START

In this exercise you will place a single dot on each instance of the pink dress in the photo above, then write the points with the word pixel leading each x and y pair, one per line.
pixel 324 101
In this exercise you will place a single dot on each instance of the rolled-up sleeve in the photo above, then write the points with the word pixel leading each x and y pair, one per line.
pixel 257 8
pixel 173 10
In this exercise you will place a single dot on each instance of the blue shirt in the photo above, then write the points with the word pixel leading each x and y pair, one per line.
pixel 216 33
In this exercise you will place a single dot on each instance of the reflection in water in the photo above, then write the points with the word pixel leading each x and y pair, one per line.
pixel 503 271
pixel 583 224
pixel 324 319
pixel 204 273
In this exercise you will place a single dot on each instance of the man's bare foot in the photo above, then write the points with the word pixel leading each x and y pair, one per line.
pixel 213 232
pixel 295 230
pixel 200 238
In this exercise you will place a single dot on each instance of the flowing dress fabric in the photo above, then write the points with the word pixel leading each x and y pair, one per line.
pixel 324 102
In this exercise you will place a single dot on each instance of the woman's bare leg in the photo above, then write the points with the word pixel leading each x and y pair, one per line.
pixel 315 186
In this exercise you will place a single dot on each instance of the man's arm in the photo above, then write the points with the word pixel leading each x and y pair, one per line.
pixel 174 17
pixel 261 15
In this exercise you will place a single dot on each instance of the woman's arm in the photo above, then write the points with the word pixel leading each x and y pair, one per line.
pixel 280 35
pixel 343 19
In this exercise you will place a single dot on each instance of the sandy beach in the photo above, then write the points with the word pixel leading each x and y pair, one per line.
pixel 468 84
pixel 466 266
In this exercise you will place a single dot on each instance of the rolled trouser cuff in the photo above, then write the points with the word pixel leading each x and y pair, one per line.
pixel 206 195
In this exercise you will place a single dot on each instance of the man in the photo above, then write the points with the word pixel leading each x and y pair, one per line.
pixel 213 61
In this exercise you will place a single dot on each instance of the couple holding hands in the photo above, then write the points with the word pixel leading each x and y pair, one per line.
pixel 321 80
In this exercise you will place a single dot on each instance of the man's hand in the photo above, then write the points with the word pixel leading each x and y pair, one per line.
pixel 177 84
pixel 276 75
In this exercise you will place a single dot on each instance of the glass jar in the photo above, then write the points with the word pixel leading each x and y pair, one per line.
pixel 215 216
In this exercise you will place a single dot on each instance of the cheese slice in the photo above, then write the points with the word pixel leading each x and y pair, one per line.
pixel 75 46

END

STATED EXERCISE: Switch "rolled trouser cuff" to "folded trouser cuff" in the lines above between the line holding "the rolled trouser" and the line holding "pixel 206 195", inclusive, and write out only those lines with nothing else altered.

SOLVED EXERCISE:
In this exercise you will place a single dot on each instance of the folded trouser cuff in the photo above, then write the points with the word pixel leading each x and y pair, one per line.
pixel 206 195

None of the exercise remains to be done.